> Selected extract:
(begin)

Operating System - HP-UX
1827781 Members
2694 Online
109969 Solutions
New Discussion

Re: Filesystem not getting unmounted

 
SOLVED
Go to solution
raiden
Regular Advisor

Filesystem not getting unmounted

Let me explain you the background of this problem .

We have /cbsora filesystem integrated in Cluster package xxx. This FileSystem /cbsora is the home for oracle.

Now the problem is whenever we halt the package xxx this Filesystem doesnt unmount, it says the cannot unmount /cbsora. Device busy.

We have also found the exact cause. This happens when any database administrator has sudo to oracle ID ( home of oracle : /cbsora/ora10g) at the moment when the package is halted the FS /cbsora doesnt get unmounts.

Now the problem to be solved is that why this /cbsora is not getting unmounted. When the package halt script is running fuser -ku this should get unmount but its not getting unmount.

The oracle Database shutdowns properly during package halt so oracle has told that its problem from HP-UX side.

Guys how do we resolve this Issue because this is creating a huge problem because the package failover is not happening in case of any disaster on our primary node because unless the package halt is successful on primary node the package will not start on secondary node. Plzz help
18 REPLIES 18
Lijeesh N G_1
Respected Contributor

Re: Filesystem not getting unmounted

Hi,

1)Check package control log and syslog,what its saying??

2)Is manual unmounting successfull??? What its output??

3)Provide some more details about cluster,
#cmviewcl -v, etc..

Regards,
LIJEESH N G
Ganesh.A
Advisor

Re: Filesystem not getting unmounted

Hi,

Pls run the following command and see any process is still using the FS and kill/stop them as necessaary.

fuser -cu /cbsora
Raj D.
Honored Contributor

Re: Filesystem not getting unmounted

Raiden,
-You need to check in the control file , /etc/cmcluster/pkg.cntl if the oracle shutdown and kill commands are given.

-Also while package shutdown keep an eye on the log file , pkg.cntl.log

-What was the last error before it says unable to unmount the /cbsora filesystem.

-Also keep another session with # fuser -cu /cbsora/ora10g , you will what processes are holding it from geting it unmounted.

(end)

> Supplied data:
(begin)

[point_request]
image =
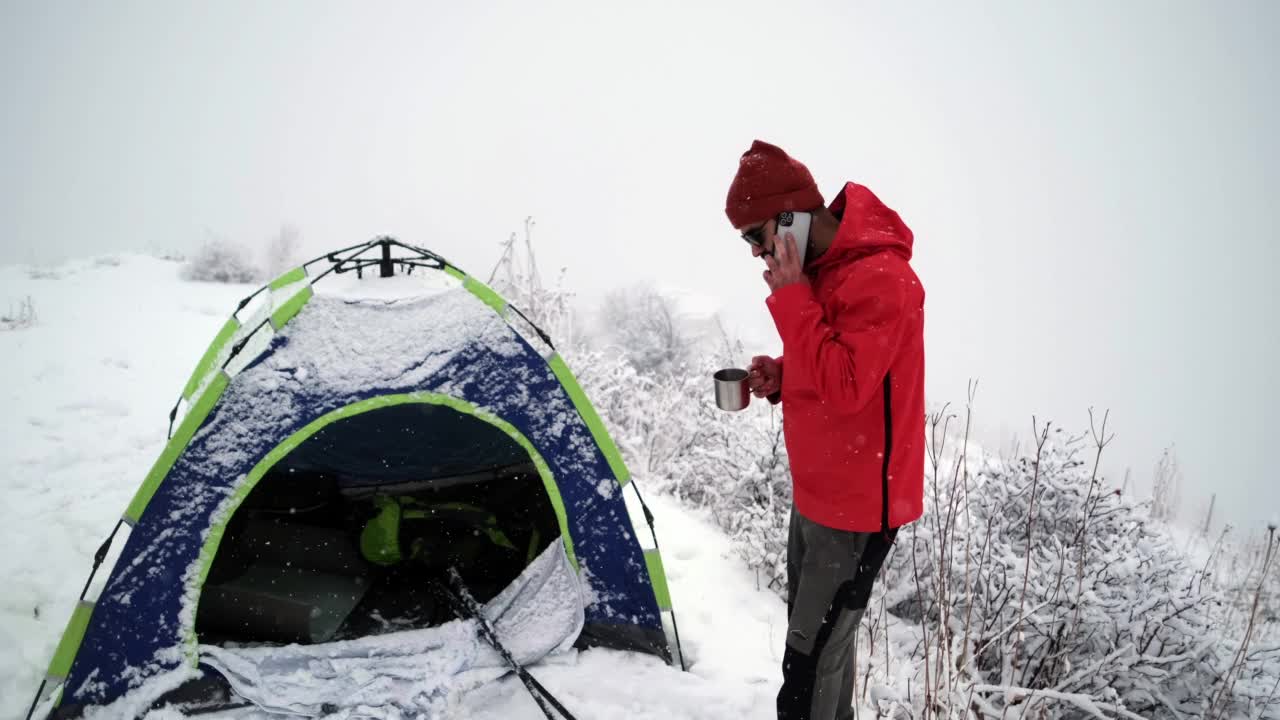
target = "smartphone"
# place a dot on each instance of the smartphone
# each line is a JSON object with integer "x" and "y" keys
{"x": 796, "y": 224}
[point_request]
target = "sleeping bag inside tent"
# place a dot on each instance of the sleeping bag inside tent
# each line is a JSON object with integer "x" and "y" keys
{"x": 360, "y": 427}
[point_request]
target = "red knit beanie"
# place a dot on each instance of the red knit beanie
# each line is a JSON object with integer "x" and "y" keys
{"x": 768, "y": 182}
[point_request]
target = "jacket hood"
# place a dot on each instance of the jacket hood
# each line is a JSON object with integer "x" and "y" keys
{"x": 867, "y": 226}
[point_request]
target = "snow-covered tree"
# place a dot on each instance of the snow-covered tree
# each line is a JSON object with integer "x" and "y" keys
{"x": 220, "y": 260}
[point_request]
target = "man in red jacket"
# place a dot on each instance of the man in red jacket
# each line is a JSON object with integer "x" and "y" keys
{"x": 850, "y": 313}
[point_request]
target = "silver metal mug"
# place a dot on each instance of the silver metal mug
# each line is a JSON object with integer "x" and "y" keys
{"x": 731, "y": 391}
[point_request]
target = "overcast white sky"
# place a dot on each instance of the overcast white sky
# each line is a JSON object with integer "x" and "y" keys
{"x": 1092, "y": 185}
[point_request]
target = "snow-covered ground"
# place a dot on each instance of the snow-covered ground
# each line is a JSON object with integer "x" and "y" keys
{"x": 87, "y": 390}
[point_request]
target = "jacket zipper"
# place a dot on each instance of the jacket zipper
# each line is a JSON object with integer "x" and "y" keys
{"x": 888, "y": 447}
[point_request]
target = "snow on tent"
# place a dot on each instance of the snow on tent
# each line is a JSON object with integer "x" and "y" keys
{"x": 344, "y": 443}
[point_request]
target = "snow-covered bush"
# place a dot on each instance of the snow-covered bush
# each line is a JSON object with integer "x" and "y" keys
{"x": 21, "y": 317}
{"x": 223, "y": 261}
{"x": 641, "y": 324}
{"x": 282, "y": 251}
{"x": 1040, "y": 588}
{"x": 1031, "y": 588}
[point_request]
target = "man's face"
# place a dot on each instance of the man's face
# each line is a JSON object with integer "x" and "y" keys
{"x": 760, "y": 236}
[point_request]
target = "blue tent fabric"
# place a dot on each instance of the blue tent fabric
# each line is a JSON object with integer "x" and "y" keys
{"x": 448, "y": 343}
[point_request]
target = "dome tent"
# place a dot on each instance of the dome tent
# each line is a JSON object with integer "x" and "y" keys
{"x": 304, "y": 417}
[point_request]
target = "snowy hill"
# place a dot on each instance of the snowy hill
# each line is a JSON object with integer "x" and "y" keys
{"x": 88, "y": 388}
{"x": 103, "y": 347}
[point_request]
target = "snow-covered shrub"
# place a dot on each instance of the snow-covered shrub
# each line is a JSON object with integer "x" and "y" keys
{"x": 223, "y": 261}
{"x": 641, "y": 323}
{"x": 1041, "y": 589}
{"x": 21, "y": 317}
{"x": 1166, "y": 487}
{"x": 282, "y": 251}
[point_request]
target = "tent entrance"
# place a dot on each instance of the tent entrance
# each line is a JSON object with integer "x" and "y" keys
{"x": 348, "y": 533}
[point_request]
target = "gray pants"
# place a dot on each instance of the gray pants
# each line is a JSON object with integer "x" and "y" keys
{"x": 830, "y": 575}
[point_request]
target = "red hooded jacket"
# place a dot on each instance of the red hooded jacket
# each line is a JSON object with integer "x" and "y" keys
{"x": 853, "y": 381}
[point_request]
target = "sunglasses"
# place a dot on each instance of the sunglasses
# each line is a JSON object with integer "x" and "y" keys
{"x": 754, "y": 236}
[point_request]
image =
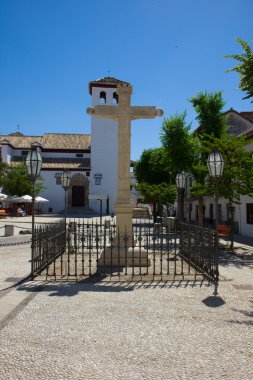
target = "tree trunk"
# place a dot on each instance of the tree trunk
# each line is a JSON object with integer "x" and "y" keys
{"x": 231, "y": 224}
{"x": 154, "y": 212}
{"x": 200, "y": 212}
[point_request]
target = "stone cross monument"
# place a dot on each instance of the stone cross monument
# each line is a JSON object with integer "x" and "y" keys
{"x": 124, "y": 113}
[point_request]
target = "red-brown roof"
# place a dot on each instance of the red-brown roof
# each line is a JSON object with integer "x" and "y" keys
{"x": 59, "y": 141}
{"x": 105, "y": 82}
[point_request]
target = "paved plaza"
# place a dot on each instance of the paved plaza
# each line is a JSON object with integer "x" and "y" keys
{"x": 127, "y": 331}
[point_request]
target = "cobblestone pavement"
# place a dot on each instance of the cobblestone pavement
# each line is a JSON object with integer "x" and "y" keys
{"x": 128, "y": 331}
{"x": 14, "y": 262}
{"x": 142, "y": 331}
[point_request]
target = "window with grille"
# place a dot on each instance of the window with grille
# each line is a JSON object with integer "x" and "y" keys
{"x": 249, "y": 213}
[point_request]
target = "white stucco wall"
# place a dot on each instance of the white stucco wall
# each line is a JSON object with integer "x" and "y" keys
{"x": 7, "y": 153}
{"x": 54, "y": 193}
{"x": 104, "y": 153}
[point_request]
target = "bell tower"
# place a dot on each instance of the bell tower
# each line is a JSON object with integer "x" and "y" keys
{"x": 104, "y": 145}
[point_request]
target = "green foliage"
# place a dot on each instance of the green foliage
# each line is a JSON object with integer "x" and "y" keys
{"x": 180, "y": 146}
{"x": 161, "y": 193}
{"x": 209, "y": 109}
{"x": 237, "y": 178}
{"x": 17, "y": 182}
{"x": 244, "y": 68}
{"x": 152, "y": 167}
{"x": 3, "y": 167}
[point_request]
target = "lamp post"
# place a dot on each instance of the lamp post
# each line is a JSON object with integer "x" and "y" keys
{"x": 33, "y": 163}
{"x": 215, "y": 164}
{"x": 65, "y": 180}
{"x": 180, "y": 183}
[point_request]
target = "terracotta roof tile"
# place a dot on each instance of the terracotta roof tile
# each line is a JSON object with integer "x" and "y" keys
{"x": 248, "y": 115}
{"x": 49, "y": 141}
{"x": 57, "y": 162}
{"x": 65, "y": 141}
{"x": 106, "y": 82}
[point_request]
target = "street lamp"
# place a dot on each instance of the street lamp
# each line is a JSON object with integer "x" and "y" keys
{"x": 33, "y": 164}
{"x": 65, "y": 181}
{"x": 215, "y": 164}
{"x": 180, "y": 183}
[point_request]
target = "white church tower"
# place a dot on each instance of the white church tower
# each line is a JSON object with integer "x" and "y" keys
{"x": 104, "y": 147}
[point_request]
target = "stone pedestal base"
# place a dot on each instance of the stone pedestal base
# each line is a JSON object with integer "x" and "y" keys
{"x": 124, "y": 257}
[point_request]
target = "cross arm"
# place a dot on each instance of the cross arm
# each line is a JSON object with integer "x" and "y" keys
{"x": 145, "y": 112}
{"x": 101, "y": 111}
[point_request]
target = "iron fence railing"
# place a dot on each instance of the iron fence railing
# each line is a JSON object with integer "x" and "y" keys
{"x": 150, "y": 252}
{"x": 199, "y": 246}
{"x": 48, "y": 242}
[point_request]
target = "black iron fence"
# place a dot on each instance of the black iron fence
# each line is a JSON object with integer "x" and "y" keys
{"x": 149, "y": 252}
{"x": 48, "y": 242}
{"x": 199, "y": 247}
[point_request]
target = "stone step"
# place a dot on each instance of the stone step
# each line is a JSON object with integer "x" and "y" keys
{"x": 80, "y": 211}
{"x": 141, "y": 213}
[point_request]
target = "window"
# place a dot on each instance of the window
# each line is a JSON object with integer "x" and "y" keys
{"x": 58, "y": 178}
{"x": 115, "y": 98}
{"x": 97, "y": 180}
{"x": 102, "y": 99}
{"x": 219, "y": 213}
{"x": 249, "y": 213}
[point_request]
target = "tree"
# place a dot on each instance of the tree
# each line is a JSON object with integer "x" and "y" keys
{"x": 152, "y": 167}
{"x": 213, "y": 124}
{"x": 244, "y": 68}
{"x": 17, "y": 182}
{"x": 3, "y": 167}
{"x": 153, "y": 178}
{"x": 209, "y": 109}
{"x": 181, "y": 148}
{"x": 237, "y": 178}
{"x": 179, "y": 144}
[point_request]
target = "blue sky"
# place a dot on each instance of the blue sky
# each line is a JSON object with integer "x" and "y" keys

(end)

> Problem set:
1. In the HP-UX thread about /cbsora not unmounting, what path is given as the home of the oracle ID?
2. In the HP-UX thread about /cbsora not unmounting, take the passage starting with "Pls run the" and going on through "commands are given.", and write it out with "control file" swapped for "configuration file".
3. Write the next part of the HP-UX thread about /cbsora not unmounting, picking up after its final line.

> Per-task answers:
1. /cbsora/ora10g

2.
Pls run the following command and see any process is still using the FS and kill/stop them as necessaary.

fuser -cu /cbsora
Raj D.
Honored Contributor

Re: Filesystem not getting unmounted

Raiden,
-You need to check in the configuration file , /etc/cmcluster/pkg.cntl if the oracle shutdown and kill commands are given.

3.
- Can you unmount the /cbsora manually , after package halt. If not then to check what process attached to this fs and to troubleshoot further.

Cheers,
Raj.

" If u think u can , If u think u cannot , - You are always Right . "
sen_ux
Valued Contributor

Re: Filesystem not getting unmounted

Being home directory of oracle user, can it be unmounted when the oracle user logged in.????
Logout the oracle user and try a manual switching of package.It should success.
raiden
Regular Advisor

Re: Filesystem not getting unmounted

@ Lijeesh , Raj

Package control log says that the Filesystem /cbsora cannot be unmounted. FileSystem busy
Manual unmounting is also not possible after package halt unless i tell the oracle user to logout.

In package control file I see some some root and oracle named process using that fileSystem and I guess these are process created from user oracle login.

We and Database team are sure that the oracle is getting shutdown properly before the FS unmounting starts during package halt.

@ sen

The FS canot be unmounted when any oracle user is logged in .The only solution we are trying till now during package failover is to tell the oracle user to logout from their sessions.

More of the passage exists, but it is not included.